▶ **Zur Aufgabe**: Schreibe aus dem Auszug zur Systemtemperatur den Abschnitt von „Falls die Temps“ bis einschließlich „Gehäuse schlecht ist.“ wortgetreu ab.

▶ **Auszug**:

Eventuell sind es auch die Spannungswandler für die CPU...manche Mainboards haben da einen Tempfühler...


----------



## MKay (23. Februar 2010)

*AW: 94°C Systemtemperatur laut Speedfan*

Entweder (wie gesagt) Fühler kaputt, oder du hast einen Kabel-Verhau drinne, der die Zirkulation stört, oder(Hinter MB) drinne, das dort sich die Lüft Staut.


----------



## CMST GX2 (23. Februar 2010)

*AW: 94°C Systemtemperatur laut Speedfan*

Speedfan ist richtig eingestellt, wobei ich aus dem Programm an sich nicht schlau werde.
Meine Suche nach dem Chipsatz ergab, dass viele Leute Probleme bezüglich Temperaturen haben. Wobei er scheinbar auch viel aushalten kann. (Hatte ja bis jetzt noch keinerlei sichtbaren Probleme)
Falls die Temps stimmen sollten, schließe ich es einfach mal darauf zurück, dass die Grafikkarte sehr nah an der Northbridge und deren Kühler liegt und die allgemeine Luftzirkulation in meinem Gehäuse schlecht ist.
Ich werd jetzt mal schauen, ob ich einen der beiden anderen PCIe-2.0 Steckplätze auf dem Board verwenden kann, um den Raum um die Graka herum zu vergrößern.


----------

Daten zu Referenzausdrücken
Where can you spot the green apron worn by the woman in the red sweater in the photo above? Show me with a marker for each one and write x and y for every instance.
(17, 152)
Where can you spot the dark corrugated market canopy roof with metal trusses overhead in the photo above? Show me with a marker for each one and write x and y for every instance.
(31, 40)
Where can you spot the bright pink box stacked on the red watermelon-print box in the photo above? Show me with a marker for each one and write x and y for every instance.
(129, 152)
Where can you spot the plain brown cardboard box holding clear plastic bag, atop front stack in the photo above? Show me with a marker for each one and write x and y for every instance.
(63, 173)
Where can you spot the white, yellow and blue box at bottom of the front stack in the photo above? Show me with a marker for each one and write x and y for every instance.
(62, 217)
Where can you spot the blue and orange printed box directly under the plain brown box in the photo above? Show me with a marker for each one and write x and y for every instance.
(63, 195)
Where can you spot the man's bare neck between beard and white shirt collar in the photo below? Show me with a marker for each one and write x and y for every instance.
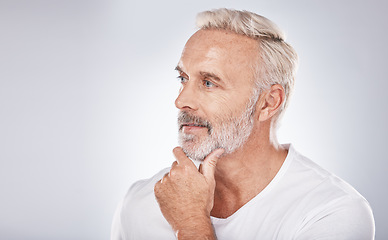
(243, 174)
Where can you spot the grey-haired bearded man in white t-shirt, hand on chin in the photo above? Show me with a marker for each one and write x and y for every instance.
(237, 73)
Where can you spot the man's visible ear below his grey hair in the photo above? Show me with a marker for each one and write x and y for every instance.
(271, 102)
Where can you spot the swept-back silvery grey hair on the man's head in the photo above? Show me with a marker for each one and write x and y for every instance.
(278, 60)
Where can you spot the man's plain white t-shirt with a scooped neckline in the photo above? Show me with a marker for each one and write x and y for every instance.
(303, 201)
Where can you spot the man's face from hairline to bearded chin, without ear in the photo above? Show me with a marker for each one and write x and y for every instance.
(216, 101)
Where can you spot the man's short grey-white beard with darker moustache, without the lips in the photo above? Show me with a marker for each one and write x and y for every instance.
(229, 133)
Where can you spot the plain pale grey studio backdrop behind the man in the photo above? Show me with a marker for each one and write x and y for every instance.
(87, 91)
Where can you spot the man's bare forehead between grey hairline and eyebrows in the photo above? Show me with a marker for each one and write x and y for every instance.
(220, 51)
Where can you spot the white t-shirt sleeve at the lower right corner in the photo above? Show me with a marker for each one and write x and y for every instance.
(349, 218)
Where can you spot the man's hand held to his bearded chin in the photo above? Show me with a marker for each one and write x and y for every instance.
(186, 195)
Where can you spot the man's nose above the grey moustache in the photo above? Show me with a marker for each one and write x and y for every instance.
(187, 98)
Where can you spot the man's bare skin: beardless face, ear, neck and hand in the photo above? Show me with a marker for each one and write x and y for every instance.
(188, 197)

▶ **Ausgabe**:
Falls die Temps stimmen sollten, schließe ich es einfach mal darauf zurück, dass die Grafikkarte sehr nah an der Northbridge und deren Kühler liegt und die allgemeine Luftzirkulation in meinem Gehäuse schlecht ist.